====== Data lines ======

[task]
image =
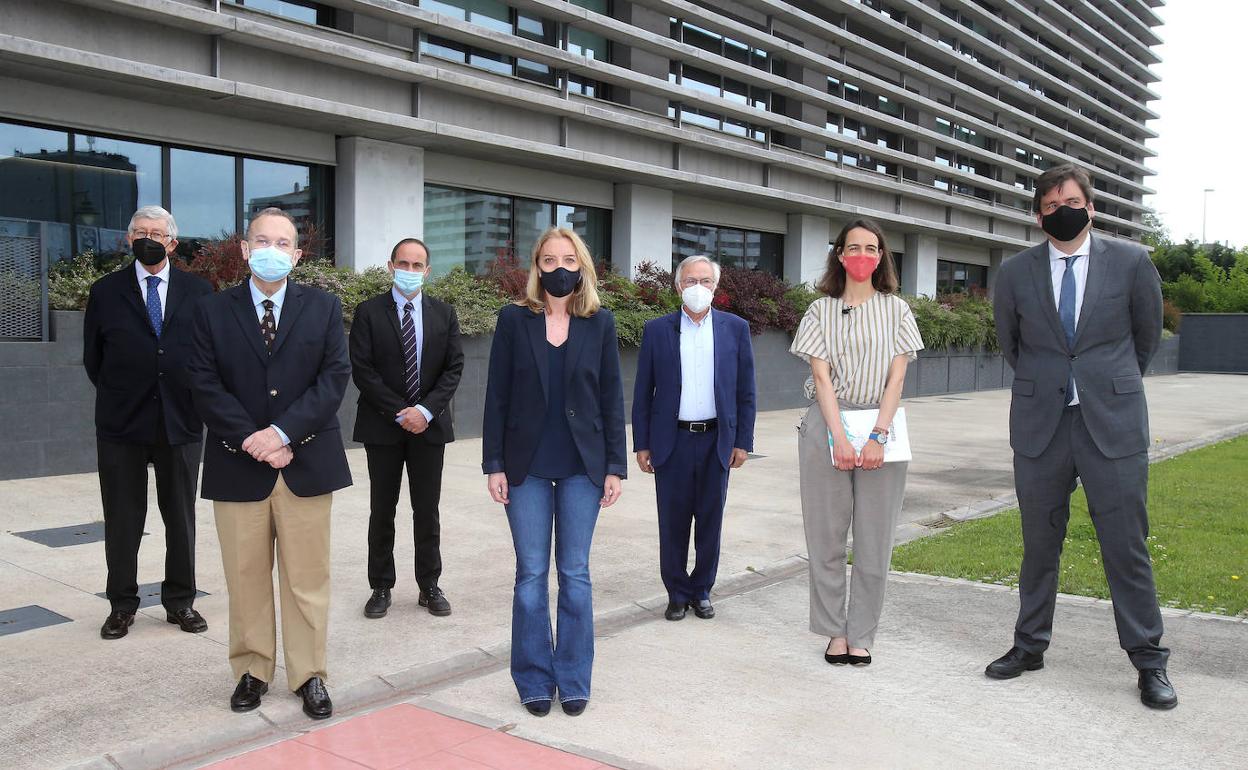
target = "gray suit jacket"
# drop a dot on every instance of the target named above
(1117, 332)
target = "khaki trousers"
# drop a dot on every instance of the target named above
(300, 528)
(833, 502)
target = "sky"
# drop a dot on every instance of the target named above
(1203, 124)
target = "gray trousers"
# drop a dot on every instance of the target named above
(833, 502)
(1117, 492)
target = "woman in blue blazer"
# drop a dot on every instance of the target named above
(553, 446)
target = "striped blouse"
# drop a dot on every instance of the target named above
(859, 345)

======
====== Data lines ======

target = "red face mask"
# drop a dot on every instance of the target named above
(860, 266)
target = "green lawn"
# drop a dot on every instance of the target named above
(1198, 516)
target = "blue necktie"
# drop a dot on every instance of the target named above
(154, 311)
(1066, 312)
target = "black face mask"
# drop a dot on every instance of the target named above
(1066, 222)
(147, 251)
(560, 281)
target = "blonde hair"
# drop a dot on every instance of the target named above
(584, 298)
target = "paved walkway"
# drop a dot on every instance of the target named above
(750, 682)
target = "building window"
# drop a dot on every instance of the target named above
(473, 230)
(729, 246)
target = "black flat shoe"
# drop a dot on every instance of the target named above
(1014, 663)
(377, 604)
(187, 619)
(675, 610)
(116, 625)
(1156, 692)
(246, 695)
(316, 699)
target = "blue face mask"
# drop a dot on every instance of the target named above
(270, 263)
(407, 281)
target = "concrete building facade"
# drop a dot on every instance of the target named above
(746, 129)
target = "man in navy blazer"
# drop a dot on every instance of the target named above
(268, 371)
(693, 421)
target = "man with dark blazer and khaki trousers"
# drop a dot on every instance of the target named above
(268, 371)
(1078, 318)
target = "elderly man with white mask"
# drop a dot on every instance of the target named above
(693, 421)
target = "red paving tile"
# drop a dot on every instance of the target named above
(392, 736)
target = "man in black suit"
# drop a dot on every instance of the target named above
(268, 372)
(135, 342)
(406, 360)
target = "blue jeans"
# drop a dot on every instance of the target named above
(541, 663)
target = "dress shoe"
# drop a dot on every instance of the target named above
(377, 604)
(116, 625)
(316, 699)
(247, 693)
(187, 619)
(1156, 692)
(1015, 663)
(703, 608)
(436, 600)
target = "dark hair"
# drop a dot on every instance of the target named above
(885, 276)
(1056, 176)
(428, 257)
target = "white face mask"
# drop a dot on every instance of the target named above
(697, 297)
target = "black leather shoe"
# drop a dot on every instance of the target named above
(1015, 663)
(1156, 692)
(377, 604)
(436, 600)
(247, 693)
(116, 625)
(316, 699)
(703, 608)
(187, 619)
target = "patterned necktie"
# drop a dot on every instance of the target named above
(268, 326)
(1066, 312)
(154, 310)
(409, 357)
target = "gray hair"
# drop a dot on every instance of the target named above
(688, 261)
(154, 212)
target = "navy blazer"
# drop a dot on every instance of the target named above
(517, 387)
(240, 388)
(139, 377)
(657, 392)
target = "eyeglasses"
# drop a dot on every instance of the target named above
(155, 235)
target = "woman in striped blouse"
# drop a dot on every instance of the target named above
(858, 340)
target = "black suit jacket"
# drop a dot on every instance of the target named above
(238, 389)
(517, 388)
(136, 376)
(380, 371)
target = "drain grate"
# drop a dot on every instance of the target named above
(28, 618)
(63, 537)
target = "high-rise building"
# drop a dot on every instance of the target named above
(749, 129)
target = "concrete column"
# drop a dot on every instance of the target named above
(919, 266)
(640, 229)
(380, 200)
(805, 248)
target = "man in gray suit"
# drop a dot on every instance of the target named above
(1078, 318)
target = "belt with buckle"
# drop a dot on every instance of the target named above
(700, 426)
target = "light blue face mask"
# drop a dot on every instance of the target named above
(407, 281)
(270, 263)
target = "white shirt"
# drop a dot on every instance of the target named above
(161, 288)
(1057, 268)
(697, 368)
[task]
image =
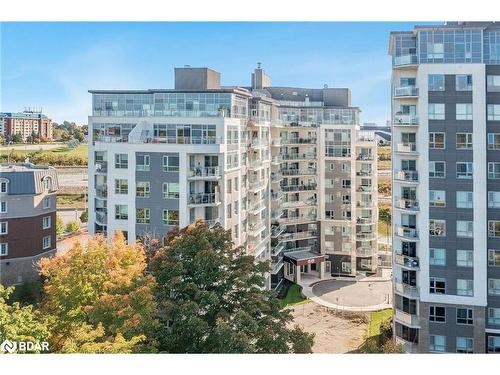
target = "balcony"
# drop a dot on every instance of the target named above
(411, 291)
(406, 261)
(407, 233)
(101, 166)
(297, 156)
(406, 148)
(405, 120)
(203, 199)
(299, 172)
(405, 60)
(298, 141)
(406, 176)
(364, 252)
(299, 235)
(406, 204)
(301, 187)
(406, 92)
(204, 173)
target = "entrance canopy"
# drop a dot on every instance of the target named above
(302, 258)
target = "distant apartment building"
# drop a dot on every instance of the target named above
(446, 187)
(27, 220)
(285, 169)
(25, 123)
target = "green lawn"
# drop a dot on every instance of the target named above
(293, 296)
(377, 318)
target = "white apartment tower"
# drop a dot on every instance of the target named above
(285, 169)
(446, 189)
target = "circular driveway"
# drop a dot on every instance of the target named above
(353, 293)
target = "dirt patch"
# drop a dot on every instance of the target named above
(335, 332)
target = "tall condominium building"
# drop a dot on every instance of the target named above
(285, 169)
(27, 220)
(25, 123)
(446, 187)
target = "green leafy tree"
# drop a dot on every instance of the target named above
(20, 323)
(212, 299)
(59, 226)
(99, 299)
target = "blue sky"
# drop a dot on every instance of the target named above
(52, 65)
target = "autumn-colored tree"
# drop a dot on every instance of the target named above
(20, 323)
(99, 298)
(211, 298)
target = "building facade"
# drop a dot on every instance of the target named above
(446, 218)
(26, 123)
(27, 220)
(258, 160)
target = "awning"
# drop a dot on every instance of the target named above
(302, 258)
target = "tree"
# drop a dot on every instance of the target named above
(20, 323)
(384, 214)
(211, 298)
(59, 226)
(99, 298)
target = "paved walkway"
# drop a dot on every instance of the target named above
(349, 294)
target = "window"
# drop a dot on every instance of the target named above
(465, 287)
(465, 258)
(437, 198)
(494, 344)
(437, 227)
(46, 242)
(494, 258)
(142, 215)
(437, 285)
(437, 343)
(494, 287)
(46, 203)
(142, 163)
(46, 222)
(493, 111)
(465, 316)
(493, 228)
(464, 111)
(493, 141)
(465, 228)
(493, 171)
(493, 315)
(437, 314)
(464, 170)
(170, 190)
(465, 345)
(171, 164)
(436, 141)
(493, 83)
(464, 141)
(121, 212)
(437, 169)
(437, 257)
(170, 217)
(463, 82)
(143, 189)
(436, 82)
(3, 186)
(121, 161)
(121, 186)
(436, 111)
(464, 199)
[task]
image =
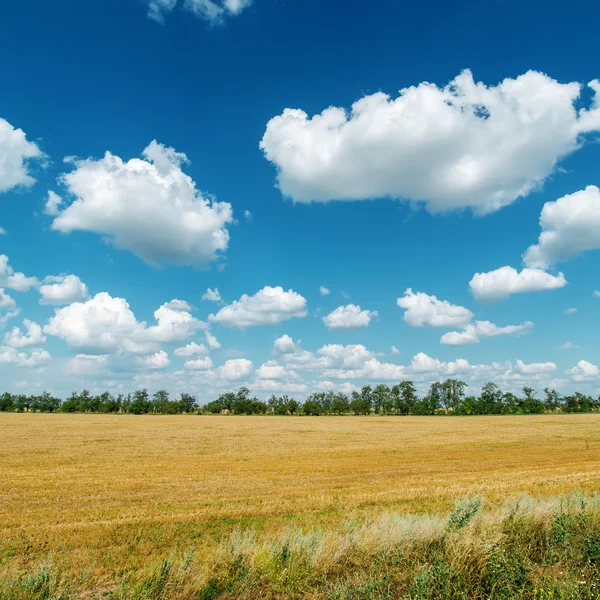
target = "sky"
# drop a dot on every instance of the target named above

======
====== Data lines ======

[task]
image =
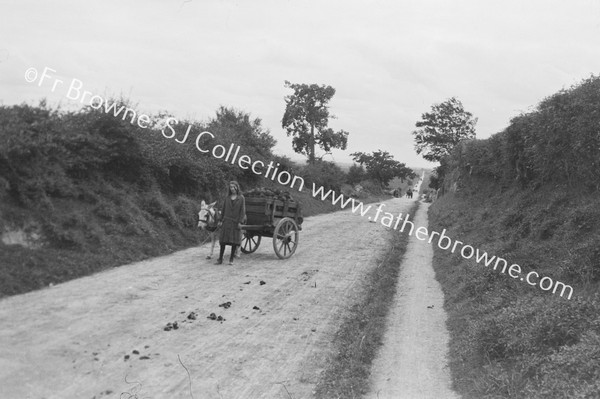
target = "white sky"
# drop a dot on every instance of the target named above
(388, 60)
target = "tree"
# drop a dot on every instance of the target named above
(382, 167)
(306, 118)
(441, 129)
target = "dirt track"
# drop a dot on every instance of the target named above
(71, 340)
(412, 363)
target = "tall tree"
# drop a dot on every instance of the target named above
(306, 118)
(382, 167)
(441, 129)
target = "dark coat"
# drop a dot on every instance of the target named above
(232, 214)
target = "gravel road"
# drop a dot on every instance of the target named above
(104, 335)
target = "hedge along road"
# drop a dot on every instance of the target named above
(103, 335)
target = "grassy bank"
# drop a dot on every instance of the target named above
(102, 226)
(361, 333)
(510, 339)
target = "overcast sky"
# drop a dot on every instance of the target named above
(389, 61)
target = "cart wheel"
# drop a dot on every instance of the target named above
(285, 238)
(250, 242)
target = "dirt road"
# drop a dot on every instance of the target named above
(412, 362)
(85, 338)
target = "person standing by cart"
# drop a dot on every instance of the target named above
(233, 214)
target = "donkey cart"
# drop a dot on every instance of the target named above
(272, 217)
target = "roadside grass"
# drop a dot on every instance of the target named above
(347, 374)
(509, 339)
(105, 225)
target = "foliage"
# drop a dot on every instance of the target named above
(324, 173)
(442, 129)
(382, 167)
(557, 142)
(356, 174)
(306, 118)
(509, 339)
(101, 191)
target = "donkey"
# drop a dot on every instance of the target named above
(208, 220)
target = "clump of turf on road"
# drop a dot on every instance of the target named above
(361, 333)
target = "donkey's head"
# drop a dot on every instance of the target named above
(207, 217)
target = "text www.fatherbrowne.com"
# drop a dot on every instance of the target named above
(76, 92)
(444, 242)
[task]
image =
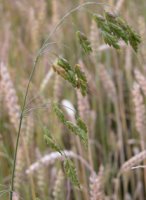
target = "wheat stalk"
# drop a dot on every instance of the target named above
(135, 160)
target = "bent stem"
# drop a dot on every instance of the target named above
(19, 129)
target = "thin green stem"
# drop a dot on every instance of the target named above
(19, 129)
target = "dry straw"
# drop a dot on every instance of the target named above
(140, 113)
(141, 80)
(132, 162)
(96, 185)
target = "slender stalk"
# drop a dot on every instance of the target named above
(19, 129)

======

What needs to be done: Locate each line of the material above that contains the word "blazer", with matching case, and copy those lines out.

Written reply:
target = "woman in blue blazer"
target = "man in navy blazer"
target = "man with dark blazer and khaki trousers"
target = "navy blazer"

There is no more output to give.